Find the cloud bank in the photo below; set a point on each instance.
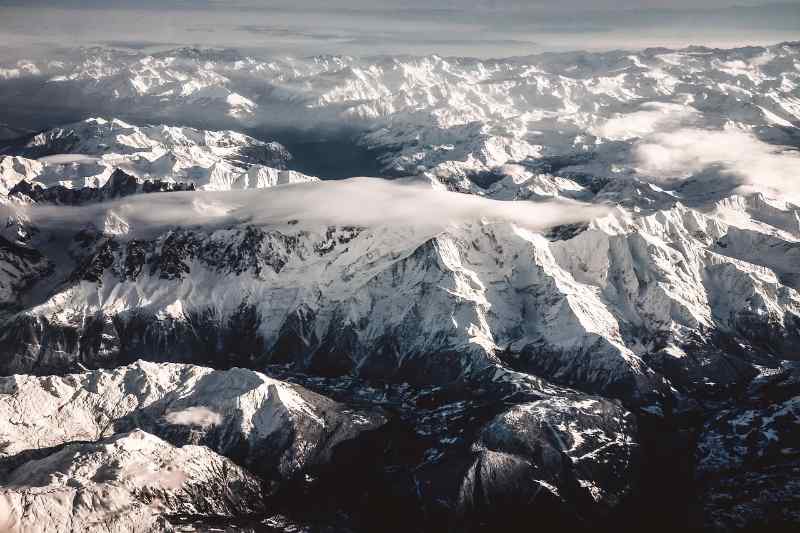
(366, 202)
(679, 154)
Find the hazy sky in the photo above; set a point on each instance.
(482, 28)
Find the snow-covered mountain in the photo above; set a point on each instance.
(584, 302)
(85, 154)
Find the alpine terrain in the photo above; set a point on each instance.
(567, 299)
● ● ●
Task description: Exactly reproduce the line containing "Find the snow-covered" and all lines after it in the material, stopping only at the end.

Your solution:
Find the snow-covered mountain in the photo above; set a point on each instance.
(584, 302)
(85, 154)
Find the alpine terrain in the photo above; set a point on each instance.
(567, 299)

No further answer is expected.